### Problem to solve
Please rewrite the records below with every "marker" changed to "dot", keeping all other text the same.

### Coordinate labeling data
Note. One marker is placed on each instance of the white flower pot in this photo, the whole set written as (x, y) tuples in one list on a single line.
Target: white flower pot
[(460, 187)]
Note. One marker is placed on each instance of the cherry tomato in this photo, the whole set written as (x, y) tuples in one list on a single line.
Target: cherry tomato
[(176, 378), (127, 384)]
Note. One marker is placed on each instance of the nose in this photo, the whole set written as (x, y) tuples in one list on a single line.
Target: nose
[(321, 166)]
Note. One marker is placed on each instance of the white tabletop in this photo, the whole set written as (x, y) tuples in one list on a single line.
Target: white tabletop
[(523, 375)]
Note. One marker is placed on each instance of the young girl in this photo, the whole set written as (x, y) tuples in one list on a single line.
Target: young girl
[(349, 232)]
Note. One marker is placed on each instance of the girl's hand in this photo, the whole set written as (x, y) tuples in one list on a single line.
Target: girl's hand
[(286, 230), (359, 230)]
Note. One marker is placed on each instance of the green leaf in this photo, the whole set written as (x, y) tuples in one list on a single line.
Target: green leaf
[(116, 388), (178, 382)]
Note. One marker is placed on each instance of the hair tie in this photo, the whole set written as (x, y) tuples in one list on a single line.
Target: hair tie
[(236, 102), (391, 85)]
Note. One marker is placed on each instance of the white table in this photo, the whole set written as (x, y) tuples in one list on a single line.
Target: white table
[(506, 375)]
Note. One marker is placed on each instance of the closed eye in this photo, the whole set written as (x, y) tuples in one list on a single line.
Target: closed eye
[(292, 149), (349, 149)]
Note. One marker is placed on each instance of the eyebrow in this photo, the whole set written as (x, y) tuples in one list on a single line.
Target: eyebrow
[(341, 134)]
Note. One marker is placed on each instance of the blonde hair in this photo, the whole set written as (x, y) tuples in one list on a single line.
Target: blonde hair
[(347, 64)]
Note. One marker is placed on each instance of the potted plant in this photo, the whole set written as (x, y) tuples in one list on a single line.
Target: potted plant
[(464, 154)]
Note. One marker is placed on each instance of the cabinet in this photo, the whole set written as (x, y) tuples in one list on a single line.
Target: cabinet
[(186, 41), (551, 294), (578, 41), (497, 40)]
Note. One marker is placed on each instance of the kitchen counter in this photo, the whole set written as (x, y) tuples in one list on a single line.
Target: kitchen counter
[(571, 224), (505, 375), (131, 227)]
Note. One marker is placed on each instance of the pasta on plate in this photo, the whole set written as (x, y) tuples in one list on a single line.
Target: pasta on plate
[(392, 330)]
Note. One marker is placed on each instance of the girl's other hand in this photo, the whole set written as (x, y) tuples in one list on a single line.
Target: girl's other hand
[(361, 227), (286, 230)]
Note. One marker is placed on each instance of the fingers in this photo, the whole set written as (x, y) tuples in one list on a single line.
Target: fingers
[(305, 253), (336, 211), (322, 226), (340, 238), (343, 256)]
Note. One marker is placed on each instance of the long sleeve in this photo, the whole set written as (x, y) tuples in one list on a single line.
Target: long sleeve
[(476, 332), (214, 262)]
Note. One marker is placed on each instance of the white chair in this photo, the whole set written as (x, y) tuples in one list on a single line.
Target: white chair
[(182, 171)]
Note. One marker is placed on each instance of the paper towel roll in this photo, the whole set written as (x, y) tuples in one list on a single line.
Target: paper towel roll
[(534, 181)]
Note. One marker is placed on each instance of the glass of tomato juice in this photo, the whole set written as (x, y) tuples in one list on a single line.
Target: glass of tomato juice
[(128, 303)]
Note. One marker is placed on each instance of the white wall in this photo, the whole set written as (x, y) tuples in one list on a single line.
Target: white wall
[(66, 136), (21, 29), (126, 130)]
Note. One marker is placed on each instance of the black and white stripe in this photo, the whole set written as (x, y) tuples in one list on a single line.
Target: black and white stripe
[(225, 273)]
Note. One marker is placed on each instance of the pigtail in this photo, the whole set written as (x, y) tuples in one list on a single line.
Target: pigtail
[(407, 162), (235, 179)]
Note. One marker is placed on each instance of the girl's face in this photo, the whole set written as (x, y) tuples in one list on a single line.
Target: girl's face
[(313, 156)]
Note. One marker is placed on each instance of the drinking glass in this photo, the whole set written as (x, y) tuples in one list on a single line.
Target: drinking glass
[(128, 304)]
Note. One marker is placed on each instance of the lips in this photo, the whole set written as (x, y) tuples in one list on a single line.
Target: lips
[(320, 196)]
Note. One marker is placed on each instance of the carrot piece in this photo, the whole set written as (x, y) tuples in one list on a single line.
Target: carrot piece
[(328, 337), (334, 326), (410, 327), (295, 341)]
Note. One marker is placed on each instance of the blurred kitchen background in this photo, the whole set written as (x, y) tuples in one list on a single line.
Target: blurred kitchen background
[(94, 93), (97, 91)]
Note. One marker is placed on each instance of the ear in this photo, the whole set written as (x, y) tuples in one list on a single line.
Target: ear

### Solved exercise
Note. One dot is placed on each instance of the white flower pot in this photo, the whole set written as (x, y) tuples in one list on a single line.
Target: white flower pot
[(460, 187)]
Note. One dot is placed on each instance of the cherry tomato in this photo, the whole set written as (x, y) tuples in one list on a single line.
Target: cherry tomato
[(176, 378), (127, 384)]
Note. One dot is placed on each instance of the nose in this photo, the whole set written as (x, y) tuples in one list on a single line.
Target: nose
[(321, 166)]
Note. One dot is placed on each instance of the white tabletop in this photo, the whole set written as (x, y) tuples in one list on a single line.
Target: white tabletop
[(523, 375)]
Note. One dot is placed on each instance of the young girl in this photo, the whole set written as (x, y) tuples in one list on a single line.
Target: young girl
[(349, 232)]
Note. One dot is placed on each instance of the girl's hand in this photo, the whole set written as (x, y) tuples in one list on a single line.
Target: girl's hand
[(286, 230), (359, 230)]
Note. One dot is placed on each instance of the green leaf in this photo, the whole set written as (x, y) tuples in one list on a single line.
Target: green leaf
[(116, 388), (178, 382)]
Note. One dot is placed on each instance of the hair tie in this photo, the whole set written as (x, y) tuples in one list on a single line.
Target: hair tie
[(236, 102), (391, 85)]
Note. One dot is placed on each instance of the white table in this photo, the whole set written as (x, y) tuples in one list on a single line.
Target: white table
[(506, 375)]
Note. One dot is placed on each instance of the closed eye in this photo, the whole set written as (x, y) tuples in one list on a single line.
Target: closed eye
[(292, 149), (349, 149)]
Note. One dot is placed on each instance of the eyebrow in this photo, the whole set written as (x, y) tuples in one list on a single line.
Target: eyebrow
[(341, 134)]
Note. One dot is placed on each instance of the blonde hair in this photo, the whole set written as (x, y) tuples in one list on a single line.
Target: blonde hair
[(347, 64)]
Note. One dot is placed on each instance of the potted plant in this photo, the whole set written as (x, y) tuples in one list on a single line.
Target: potted plant
[(464, 154)]
Note. One dot is placed on each instance of the cabinet in this photo, the whole set written as (x, y) tuples in one list on a single line.
Target: cabinet
[(186, 41), (551, 294), (578, 41), (497, 40)]
Note. One dot is placed on each instance of the kitchen counter in this photo, the whole set written as (x, y) tuples in one list on a single line.
Target: kitchen counter
[(571, 224), (505, 375), (131, 227)]
Note. One dot is placed on each instance of the pasta on plate in this photo, the whole set written as (x, y) tuples in one list on a single line.
Target: pasta on plate
[(392, 330)]
Note. One dot is placed on each instance of the girl's other hand in this photo, the whole set written as (x, y) tuples in one list on a single line.
Target: girl's other hand
[(361, 227), (286, 230)]
Note. One dot is placed on each instance of the fingers in this photo, the whole set written as (x, y) tuples in one list on a single line.
Target: fingers
[(305, 253), (336, 211), (322, 226), (340, 238), (343, 256)]
Note. One dot is placed on each instance of the long sleeve in this photo, the whole set written as (x, y) tuples in one list on a single line.
Target: long sleeve
[(476, 332), (214, 262)]
Note. One dot is placed on each instance of the white chair in this photo, the whole set written as (x, y) tuples in one list on a single line.
Target: white chair
[(182, 171)]
Note. One dot is placed on each instance of the paper towel roll in this photo, the whole set written as (x, y) tuples in one list on a single line.
Target: paper towel roll
[(534, 181)]
Note. One dot is placed on each instance of the glass of tomato juice in this photo, the whole set written as (x, y) tuples in one list on a single line.
Target: glass of tomato juice
[(128, 303)]
Note. One dot is placed on each instance of the white wall in this photo, the whole set written as (x, y) tuples in one list on a single line.
Target: white wall
[(66, 136), (21, 29), (126, 130)]
Note. One dot is placed on each instance of the black and white stripe in this photo, the whole set written as (x, y) tuples in one list on a single line.
Target: black and white stripe
[(225, 273)]
Note. One dot is placed on each instance of the pigtail in this photo, the whole set written as (x, y) tuples in one list on a single line.
Target: pigtail
[(407, 162), (235, 179)]
Note. One dot is placed on each instance of the girl's face in this photo, the whole set written as (x, y) tuples in one list on a single line.
Target: girl's face
[(313, 156)]
Note. One dot is placed on each instance of the drinking glass in this photo, the whole set written as (x, y) tuples in one list on a single line.
Target: drinking glass
[(128, 304)]
Note. One dot is placed on each instance of the lips in this photo, the whole set written as (x, y) tuples in one list on a single line.
Target: lips
[(320, 196)]
Note. One dot is placed on each instance of the carrot piece in this photo, the whole set written as (x, y) tuples in one list on a single line.
Target: carrot piece
[(328, 337), (334, 326), (410, 327), (295, 341)]
Note. One dot is placed on each instance of the blurred kitchen background in this photo, the whole set written as (x, y) tuples in one list on a single line.
Target: blurred kitchen background
[(94, 93), (97, 91)]
Note. One dot is placed on each instance of the ear in this photo, the whole set written as (x, y) tuples in one list on a single line.
Target: ear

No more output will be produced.